Task to complete
In the records below, find the line that contains "Can you see the bokeh" and repeat it, along with each line after it, exactly as written.

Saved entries
▬▬▬▬▬▬

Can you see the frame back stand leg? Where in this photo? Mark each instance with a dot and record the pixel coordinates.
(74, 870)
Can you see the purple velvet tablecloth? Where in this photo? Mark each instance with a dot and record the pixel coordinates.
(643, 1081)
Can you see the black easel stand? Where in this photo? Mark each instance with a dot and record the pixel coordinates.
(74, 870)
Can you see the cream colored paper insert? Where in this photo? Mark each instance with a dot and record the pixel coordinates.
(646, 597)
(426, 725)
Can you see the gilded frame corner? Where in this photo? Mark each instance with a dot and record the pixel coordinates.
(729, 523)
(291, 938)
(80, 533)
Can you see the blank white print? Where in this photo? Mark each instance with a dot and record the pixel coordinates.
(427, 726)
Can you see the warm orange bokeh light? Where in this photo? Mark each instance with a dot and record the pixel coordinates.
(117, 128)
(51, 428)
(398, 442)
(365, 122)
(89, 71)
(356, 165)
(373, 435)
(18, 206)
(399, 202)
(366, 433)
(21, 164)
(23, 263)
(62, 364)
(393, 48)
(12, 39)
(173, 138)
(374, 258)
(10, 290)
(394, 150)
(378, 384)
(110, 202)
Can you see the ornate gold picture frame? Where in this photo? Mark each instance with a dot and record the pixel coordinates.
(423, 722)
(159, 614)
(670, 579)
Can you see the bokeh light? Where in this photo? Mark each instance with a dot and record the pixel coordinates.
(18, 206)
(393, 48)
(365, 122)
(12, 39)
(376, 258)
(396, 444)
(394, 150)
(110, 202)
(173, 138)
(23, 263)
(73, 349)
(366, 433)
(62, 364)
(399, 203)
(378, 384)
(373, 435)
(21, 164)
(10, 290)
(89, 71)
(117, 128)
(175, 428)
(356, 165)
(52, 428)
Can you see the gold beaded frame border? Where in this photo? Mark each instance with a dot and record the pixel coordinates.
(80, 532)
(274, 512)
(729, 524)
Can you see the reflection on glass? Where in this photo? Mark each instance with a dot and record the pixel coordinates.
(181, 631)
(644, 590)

▬▬▬▬▬▬

Reply to the task
Can you see the bokeh light? Where in this photo? Mark each instance with a dot and record the pixel coordinates.
(18, 206)
(393, 48)
(365, 122)
(12, 39)
(376, 258)
(396, 444)
(394, 150)
(110, 202)
(173, 138)
(23, 263)
(73, 349)
(366, 433)
(62, 364)
(399, 203)
(378, 384)
(373, 435)
(21, 164)
(10, 290)
(89, 71)
(117, 128)
(175, 428)
(356, 165)
(52, 428)
Can you see the gold beaded frame border? Where in this photo? Mark each instance with a dot and record the pixel coordinates.
(80, 532)
(274, 512)
(729, 524)
Can you see the reflection on glass? Where in this photo? Mark each instance with a dot and record the pixel coordinates.
(181, 631)
(644, 590)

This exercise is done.